Reproduce exactly the lines beginning with the line that contains "the white dress" and ending at the final line of the material below.

--- START OF INPUT ROWS ---

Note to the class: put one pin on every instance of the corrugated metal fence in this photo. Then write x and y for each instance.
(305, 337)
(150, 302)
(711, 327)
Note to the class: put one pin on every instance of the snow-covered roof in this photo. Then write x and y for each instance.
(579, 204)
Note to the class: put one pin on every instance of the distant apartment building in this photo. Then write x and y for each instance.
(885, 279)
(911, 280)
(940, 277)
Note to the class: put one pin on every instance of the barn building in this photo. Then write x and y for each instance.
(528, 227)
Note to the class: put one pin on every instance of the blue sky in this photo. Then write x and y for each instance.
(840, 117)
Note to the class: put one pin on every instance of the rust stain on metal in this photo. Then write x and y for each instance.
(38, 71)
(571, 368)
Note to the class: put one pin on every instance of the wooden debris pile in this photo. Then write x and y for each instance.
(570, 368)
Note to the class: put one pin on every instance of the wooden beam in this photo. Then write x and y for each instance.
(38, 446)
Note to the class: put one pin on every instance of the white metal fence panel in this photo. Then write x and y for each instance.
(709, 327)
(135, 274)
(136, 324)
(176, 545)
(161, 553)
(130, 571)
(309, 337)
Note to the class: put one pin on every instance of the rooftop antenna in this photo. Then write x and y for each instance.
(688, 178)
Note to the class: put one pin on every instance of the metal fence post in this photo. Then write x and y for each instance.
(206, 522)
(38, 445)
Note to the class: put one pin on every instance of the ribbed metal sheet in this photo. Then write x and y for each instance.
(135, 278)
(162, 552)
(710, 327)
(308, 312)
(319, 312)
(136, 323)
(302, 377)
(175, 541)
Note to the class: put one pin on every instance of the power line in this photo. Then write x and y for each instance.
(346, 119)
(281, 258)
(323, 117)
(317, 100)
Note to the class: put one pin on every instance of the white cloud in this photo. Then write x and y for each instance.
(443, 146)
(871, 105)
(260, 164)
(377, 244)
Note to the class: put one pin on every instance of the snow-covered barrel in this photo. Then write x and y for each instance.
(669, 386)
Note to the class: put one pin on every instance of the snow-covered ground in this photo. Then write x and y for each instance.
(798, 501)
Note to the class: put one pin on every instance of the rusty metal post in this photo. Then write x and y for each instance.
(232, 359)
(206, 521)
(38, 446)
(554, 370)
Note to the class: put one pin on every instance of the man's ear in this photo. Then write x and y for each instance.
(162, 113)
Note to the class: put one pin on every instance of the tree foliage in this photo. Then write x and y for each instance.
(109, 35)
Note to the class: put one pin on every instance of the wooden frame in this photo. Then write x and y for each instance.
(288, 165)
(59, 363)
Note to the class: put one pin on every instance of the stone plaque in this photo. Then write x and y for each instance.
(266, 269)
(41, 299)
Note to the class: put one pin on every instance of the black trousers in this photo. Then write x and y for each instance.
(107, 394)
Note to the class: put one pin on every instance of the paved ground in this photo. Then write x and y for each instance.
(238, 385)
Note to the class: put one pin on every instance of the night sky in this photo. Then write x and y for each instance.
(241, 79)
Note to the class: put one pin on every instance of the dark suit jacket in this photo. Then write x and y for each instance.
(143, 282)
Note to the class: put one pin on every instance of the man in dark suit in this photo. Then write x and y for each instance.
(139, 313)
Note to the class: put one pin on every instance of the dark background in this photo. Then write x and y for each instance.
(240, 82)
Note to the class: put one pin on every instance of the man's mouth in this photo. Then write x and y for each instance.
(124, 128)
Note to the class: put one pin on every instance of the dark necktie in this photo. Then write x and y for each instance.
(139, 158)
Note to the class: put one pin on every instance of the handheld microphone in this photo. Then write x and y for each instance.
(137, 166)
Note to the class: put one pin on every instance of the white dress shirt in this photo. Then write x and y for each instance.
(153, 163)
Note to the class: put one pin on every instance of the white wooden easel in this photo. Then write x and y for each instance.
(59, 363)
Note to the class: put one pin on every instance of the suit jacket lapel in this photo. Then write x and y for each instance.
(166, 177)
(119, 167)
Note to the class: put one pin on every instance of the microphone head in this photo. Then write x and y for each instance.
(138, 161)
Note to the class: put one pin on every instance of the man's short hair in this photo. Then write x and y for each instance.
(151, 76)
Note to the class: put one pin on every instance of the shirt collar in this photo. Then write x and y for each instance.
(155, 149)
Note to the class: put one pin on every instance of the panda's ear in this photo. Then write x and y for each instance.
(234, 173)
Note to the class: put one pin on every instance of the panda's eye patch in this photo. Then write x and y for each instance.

--- END OF INPUT ROWS ---

* **SOLUTION TO THE PROBLEM**:
Note to the class: put one pin on every instance of the white dress shirt in this photo. Then write x and y for each instance.
(153, 163)
Note to the class: put one pin on every instance of the white wooden easel in this photo. Then write x and y for each instance.
(59, 363)
Note to the class: put one pin on every instance of the suit jacket lapel in this photo. Then write x and y for each instance.
(166, 177)
(119, 167)
Note to the class: put one pin on every instance of the microphone head in this photo. Then write x and y for each instance.
(138, 161)
Note to the class: put one pin on every instance of the man's short hair in this photo. Then write x and y for each instance.
(151, 76)
Note to the class: put one pin on every instance of the shirt collar in this photo. Then write x and y for each instance.
(155, 149)
Note to the class: put one pin on every instance of the panda's ear in this photo. Then write x and y for each instance.
(234, 173)
Note to the class: put one pin on every instance of the panda's eye patch in this photo. Then write x and y for each instance.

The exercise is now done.